◆ **Instruction**: Copy out the data word for word from its start through the line containing "pixel 531 324", including that line. Leave the pictures out.

** Begin **

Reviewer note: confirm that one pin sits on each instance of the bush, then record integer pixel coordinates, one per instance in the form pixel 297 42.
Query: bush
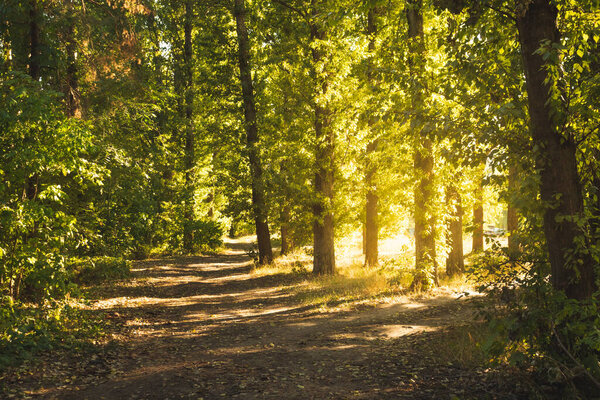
pixel 25 330
pixel 98 269
pixel 208 235
pixel 531 324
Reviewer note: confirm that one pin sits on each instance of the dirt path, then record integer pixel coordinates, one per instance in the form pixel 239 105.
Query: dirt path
pixel 206 328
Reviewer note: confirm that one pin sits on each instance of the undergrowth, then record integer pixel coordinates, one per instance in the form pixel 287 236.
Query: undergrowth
pixel 28 329
pixel 353 283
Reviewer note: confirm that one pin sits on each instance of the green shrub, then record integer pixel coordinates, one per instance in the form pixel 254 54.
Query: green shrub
pixel 25 329
pixel 98 269
pixel 208 235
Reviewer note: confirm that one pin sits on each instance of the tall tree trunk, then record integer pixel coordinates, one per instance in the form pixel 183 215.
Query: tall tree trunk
pixel 455 263
pixel 512 218
pixel 287 243
pixel 323 225
pixel 265 252
pixel 34 41
pixel 478 219
pixel 425 252
pixel 560 185
pixel 371 239
pixel 72 82
pixel 30 188
pixel 188 235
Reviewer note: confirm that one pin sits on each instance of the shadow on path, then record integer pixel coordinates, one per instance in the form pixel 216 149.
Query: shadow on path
pixel 206 327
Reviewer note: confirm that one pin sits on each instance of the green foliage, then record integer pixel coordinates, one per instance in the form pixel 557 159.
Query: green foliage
pixel 26 330
pixel 208 235
pixel 530 324
pixel 99 269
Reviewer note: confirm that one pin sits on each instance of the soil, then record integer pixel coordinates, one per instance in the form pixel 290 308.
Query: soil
pixel 205 327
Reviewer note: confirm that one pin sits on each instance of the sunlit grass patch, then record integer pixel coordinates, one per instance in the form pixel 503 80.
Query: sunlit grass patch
pixel 352 283
pixel 460 345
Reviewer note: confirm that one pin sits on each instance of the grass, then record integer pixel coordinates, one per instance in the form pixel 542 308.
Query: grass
pixel 352 284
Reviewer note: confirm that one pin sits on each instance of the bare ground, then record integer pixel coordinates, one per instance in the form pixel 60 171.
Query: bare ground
pixel 207 328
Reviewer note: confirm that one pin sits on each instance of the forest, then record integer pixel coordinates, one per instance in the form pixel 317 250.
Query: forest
pixel 194 192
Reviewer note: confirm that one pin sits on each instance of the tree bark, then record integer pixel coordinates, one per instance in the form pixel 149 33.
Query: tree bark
pixel 323 225
pixel 263 236
pixel 560 188
pixel 287 243
pixel 512 218
pixel 478 220
pixel 455 263
pixel 425 251
pixel 188 235
pixel 72 82
pixel 371 238
pixel 34 41
pixel 30 188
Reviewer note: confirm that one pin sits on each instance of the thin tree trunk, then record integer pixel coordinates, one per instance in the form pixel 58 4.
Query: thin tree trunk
pixel 560 185
pixel 371 239
pixel 265 251
pixel 34 41
pixel 512 218
pixel 72 82
pixel 478 221
pixel 323 225
pixel 188 235
pixel 425 252
pixel 31 184
pixel 455 263
pixel 286 240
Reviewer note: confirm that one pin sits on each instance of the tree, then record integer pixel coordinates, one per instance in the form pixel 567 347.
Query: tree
pixel 188 240
pixel 425 230
pixel 560 188
pixel 258 197
pixel 371 234
pixel 455 263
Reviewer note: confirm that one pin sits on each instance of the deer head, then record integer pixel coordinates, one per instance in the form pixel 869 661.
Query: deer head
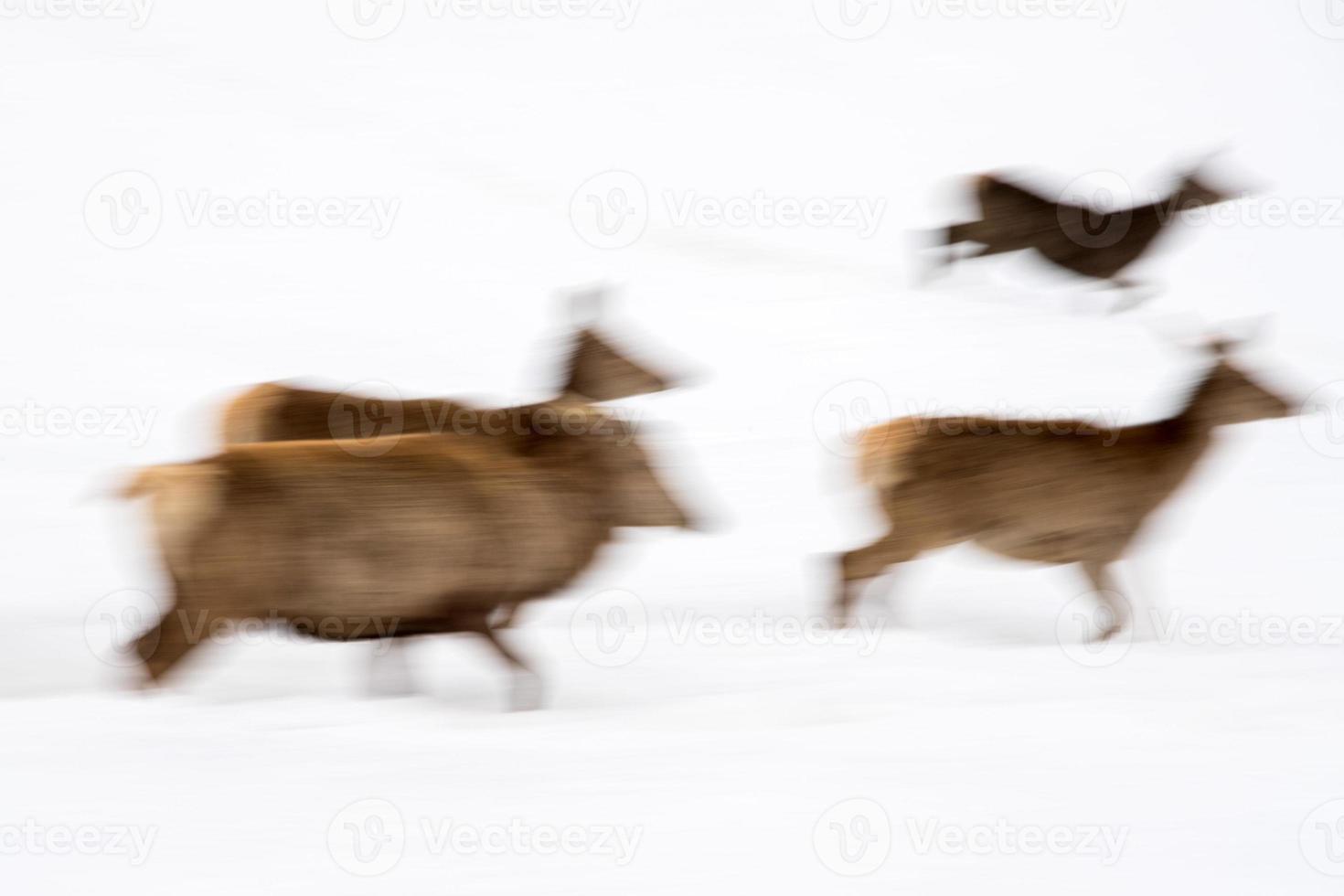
pixel 1229 395
pixel 597 369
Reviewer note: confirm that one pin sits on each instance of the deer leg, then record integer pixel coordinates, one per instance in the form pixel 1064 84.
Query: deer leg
pixel 1133 294
pixel 504 615
pixel 163 646
pixel 1098 571
pixel 527 687
pixel 389 670
pixel 862 564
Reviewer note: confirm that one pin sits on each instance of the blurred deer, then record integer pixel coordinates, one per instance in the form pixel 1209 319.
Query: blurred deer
pixel 1092 242
pixel 1058 492
pixel 595 371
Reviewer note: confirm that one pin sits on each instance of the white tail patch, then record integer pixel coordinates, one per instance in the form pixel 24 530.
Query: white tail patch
pixel 248 415
pixel 183 498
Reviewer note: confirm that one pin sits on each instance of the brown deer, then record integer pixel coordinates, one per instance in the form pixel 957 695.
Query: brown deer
pixel 595 371
pixel 1092 242
pixel 429 536
pixel 1064 492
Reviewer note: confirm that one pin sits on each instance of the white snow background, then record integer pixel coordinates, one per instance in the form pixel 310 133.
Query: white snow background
pixel 1217 763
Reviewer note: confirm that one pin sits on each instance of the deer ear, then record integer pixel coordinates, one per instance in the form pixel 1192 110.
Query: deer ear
pixel 1243 332
pixel 603 374
pixel 586 305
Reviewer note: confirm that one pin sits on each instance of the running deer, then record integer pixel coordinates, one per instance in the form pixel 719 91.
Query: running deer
pixel 1092 242
pixel 1064 492
pixel 429 536
pixel 595 371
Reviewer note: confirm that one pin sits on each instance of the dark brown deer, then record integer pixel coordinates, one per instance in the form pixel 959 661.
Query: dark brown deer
pixel 429 536
pixel 1092 242
pixel 1069 492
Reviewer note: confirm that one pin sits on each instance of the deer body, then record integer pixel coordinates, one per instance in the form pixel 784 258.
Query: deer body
pixel 1062 493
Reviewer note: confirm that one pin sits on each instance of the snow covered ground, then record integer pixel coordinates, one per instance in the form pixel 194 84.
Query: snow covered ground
pixel 240 192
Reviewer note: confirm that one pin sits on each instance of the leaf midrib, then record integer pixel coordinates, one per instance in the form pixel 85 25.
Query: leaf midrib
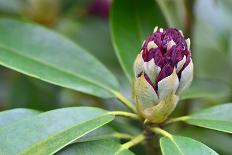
pixel 65 130
pixel 53 67
pixel 205 119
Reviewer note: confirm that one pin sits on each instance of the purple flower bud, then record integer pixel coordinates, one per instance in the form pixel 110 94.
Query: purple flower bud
pixel 163 69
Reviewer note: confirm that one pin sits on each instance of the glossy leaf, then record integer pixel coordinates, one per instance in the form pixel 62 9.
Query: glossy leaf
pixel 217 118
pixel 12 116
pixel 131 23
pixel 49 132
pixel 99 147
pixel 43 54
pixel 219 141
pixel 202 88
pixel 98 134
pixel 178 145
pixel 174 12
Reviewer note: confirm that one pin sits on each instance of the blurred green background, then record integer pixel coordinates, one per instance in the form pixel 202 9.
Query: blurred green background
pixel 207 22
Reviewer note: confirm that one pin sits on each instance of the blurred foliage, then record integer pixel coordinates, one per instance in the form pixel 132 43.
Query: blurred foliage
pixel 209 25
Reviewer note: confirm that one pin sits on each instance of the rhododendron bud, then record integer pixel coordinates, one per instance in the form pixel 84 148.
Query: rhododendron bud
pixel 163 69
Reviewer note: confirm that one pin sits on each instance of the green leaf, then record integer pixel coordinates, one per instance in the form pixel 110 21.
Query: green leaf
pixel 202 88
pixel 100 147
pixel 178 145
pixel 99 134
pixel 217 118
pixel 49 132
pixel 41 53
pixel 209 137
pixel 174 12
pixel 32 99
pixel 131 23
pixel 12 116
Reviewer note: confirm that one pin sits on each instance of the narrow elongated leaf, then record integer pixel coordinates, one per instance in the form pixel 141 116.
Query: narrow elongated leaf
pixel 99 147
pixel 131 23
pixel 98 134
pixel 40 53
pixel 12 116
pixel 209 137
pixel 178 145
pixel 49 132
pixel 217 118
pixel 202 88
pixel 174 12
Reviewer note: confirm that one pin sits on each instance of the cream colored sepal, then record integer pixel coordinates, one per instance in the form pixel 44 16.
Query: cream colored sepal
pixel 160 112
pixel 145 95
pixel 168 85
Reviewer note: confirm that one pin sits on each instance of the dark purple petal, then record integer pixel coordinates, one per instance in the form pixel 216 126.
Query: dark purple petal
pixel 165 58
pixel 165 72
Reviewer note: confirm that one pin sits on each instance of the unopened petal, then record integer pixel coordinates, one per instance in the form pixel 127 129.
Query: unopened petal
pixel 138 64
pixel 188 43
pixel 180 64
pixel 168 85
pixel 170 44
pixel 151 45
pixel 145 94
pixel 155 29
pixel 186 78
pixel 152 70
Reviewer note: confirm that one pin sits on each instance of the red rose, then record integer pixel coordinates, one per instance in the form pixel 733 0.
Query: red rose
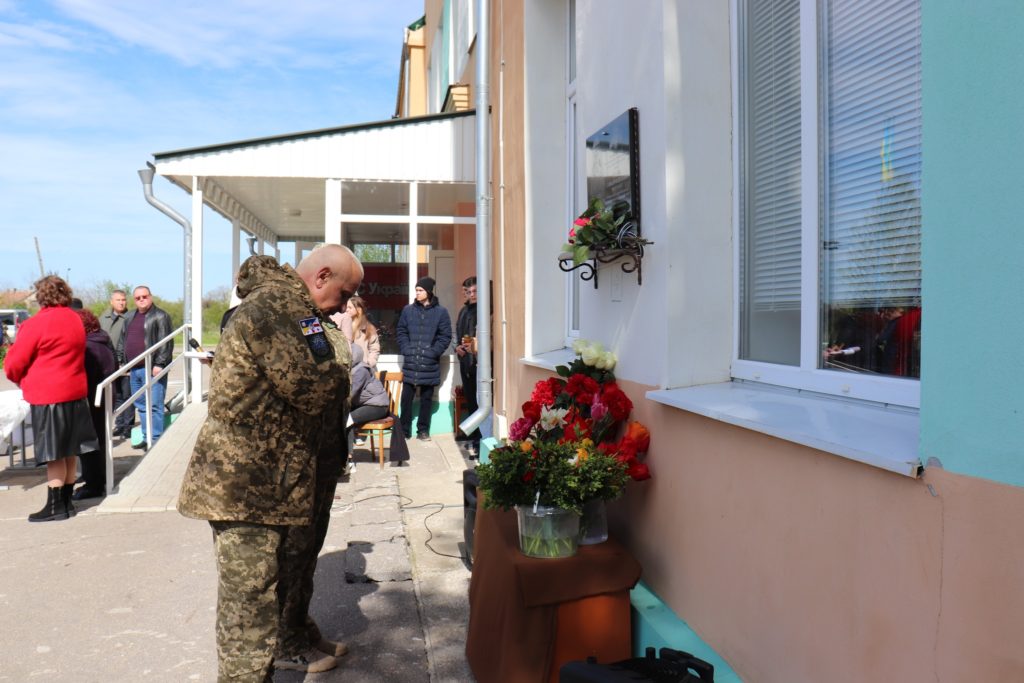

** End **

◆ **Exercise output**:
Reviewer note: confirm that one pin sits on each instance of the bush, then record integer pixel coordinates, one per instance in the form pixel 297 42.
Query: bush
pixel 25 330
pixel 98 269
pixel 208 235
pixel 531 324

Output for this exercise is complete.